#### Available records ####

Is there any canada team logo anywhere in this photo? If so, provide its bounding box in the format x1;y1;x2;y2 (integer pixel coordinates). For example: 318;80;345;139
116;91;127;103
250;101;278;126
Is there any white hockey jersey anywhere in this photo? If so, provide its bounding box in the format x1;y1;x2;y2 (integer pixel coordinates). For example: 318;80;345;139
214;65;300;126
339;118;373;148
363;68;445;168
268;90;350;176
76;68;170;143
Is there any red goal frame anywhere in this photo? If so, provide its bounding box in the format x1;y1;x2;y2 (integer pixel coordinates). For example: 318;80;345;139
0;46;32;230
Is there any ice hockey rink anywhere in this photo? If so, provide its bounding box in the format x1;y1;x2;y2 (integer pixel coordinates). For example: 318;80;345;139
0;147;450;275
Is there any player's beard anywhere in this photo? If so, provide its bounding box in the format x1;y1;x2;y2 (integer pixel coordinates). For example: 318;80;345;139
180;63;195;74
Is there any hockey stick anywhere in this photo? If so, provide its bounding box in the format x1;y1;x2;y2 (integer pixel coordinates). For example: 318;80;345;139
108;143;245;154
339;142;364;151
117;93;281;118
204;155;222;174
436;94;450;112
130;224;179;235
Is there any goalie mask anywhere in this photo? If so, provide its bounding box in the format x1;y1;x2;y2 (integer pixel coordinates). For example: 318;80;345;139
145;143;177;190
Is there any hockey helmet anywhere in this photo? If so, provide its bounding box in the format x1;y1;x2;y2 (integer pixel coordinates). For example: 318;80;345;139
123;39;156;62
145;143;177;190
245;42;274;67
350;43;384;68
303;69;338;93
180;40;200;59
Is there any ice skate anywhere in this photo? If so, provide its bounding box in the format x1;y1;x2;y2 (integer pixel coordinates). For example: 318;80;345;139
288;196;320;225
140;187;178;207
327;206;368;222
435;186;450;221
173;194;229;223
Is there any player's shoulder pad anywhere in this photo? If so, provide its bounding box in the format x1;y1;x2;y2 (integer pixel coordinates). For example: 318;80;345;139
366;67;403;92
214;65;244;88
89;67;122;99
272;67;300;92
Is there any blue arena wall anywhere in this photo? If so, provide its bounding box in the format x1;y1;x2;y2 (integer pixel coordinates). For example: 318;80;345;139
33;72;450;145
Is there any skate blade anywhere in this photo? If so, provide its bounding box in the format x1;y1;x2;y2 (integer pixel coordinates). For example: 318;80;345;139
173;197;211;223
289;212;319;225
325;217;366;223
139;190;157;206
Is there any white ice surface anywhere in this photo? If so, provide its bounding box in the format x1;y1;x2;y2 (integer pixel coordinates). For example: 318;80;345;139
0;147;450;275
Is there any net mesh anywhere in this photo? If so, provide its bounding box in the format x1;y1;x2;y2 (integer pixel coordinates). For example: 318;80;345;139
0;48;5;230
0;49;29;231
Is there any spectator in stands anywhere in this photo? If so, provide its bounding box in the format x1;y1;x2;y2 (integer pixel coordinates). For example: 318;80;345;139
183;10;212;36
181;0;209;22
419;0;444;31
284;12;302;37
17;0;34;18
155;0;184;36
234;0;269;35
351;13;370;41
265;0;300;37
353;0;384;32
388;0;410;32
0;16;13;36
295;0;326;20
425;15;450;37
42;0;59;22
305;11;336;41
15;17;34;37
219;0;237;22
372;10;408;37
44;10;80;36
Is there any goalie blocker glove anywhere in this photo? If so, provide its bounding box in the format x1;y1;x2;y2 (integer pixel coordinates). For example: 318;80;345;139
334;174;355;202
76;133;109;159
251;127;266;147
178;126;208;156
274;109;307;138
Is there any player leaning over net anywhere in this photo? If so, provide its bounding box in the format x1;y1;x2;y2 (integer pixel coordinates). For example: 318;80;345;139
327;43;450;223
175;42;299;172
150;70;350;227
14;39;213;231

####

> [Task goal]: Write out all of the records above without any change.

> [Worked solution]:
Is there any canada team logo anywhere in this photo? If so, provide its bounding box in the format x1;y1;x2;y2 (integer pixel coordinates). For example: 318;80;345;139
116;91;127;103
250;101;278;126
Is there any white hockey jersey anywhere in this photo? If so, provide its bounding box in the format x1;y1;x2;y2 (integer pixel coordinates). For example: 318;80;345;139
214;65;300;126
339;118;373;148
363;68;445;168
268;90;350;176
76;68;170;143
Is there any red goal frame anywhere in this photo? If so, provide its bounding box in the format x1;y1;x2;y2 (integer pixel coordinates). For example: 318;80;345;139
0;46;32;230
Is there any ice hockey rink anywhere in this photo? If so, provide its bounding box in the format x1;y1;x2;y2 (integer pixel coordinates). For example: 318;80;345;139
0;147;450;275
Is there any player's beard anywhere in this photo? If so, provide its bounding box in the format x1;y1;x2;y2 (integer pixel coordinates). For example: 318;80;345;139
180;63;195;74
Is there any hockey stick anywhere in this photo? If so, provide its bounding box in the format x1;y1;x2;y2 (integer pixel coordinates). For example: 318;80;345;139
108;143;245;154
339;142;364;151
117;93;281;118
204;155;222;174
436;94;450;112
130;224;179;235
Is there any goalie mask anywhere in this photo? If so, provide its bounding box in the format x1;y1;x2;y2 (integer pixel coordinates). For example: 318;80;345;139
145;143;177;190
Is there any hockey helmet anywhere in this photo? If so, provide its bounding box in the format x1;y1;x2;y2 (integer pixel coordinates). For example: 318;80;345;139
123;39;156;62
145;143;177;190
245;42;274;67
350;43;384;68
303;69;338;93
180;40;200;59
Is there any ice skate anywhere in this photo? If so, provide its bounding box in the format x1;y1;x2;y2 (integer pixel coordinates). For example: 318;80;345;139
288;196;320;225
140;187;178;207
327;206;368;222
435;186;450;221
173;194;229;223
Is there any player's shoulder pad anywhere in this photo? If so, provide its bounding box in the format x1;y1;x2;y2 (integer pixel coordinates). For example: 318;80;345;139
366;67;403;92
214;65;244;88
89;67;122;99
272;67;300;92
Is there any blue arena wall anywhere in this photo? If so, provide its bounding box in the format x1;y1;x2;y2 (integer pixel coordinates). For example: 318;80;345;139
33;72;450;145
Is there any skate blade anywhere in this photo? If so, provide its bounding box in the format x1;y1;x2;y2 (integer pixel coordinates). For example: 318;80;345;139
173;197;211;223
289;212;319;225
325;217;366;223
139;190;157;206
Is there any white ice surface anywhere in this photo? If so, provide its bounding box in the format x1;y1;x2;y2 (integer pixel coordinates). For example: 318;80;345;139
0;147;450;275
Is there any net mesh anywhere in this photo? If so, provide its bounding box in the format x1;y1;x2;y2 (integer pixel coordinates). For example: 318;80;345;139
0;48;5;230
0;49;29;231
Is there any spectator in stands anywhere in this photo? If so, provide its bounding box in the format x1;y1;x2;y2 (integer pixel coordinates). For example: 318;80;345;139
183;10;212;36
181;0;209;22
419;0;444;31
284;12;302;37
17;0;34;18
155;0;184;36
234;0;269;35
351;13;370;41
265;0;300;37
353;0;384;32
388;0;410;32
0;16;13;36
295;0;326;20
425;15;450;37
42;0;59;22
305;11;336;41
15;17;34;37
219;0;237;22
372;10;408;37
44;10;80;36
Is there any goalie blocker glove anywhere in this photo? If so, provide its bounding box in the format x1;y1;x2;y2 (integer pixel coordinates). For example: 318;80;345;139
334;174;355;202
76;133;109;159
251;127;266;147
178;126;208;156
274;109;307;138
Is there any player leaning over net anywhere in this photo? If so, provide its bounding box in the format x1;y1;x2;y2 (integer pixel coordinates). For example: 318;80;345;139
327;43;450;223
175;42;299;172
150;70;350;227
14;39;213;231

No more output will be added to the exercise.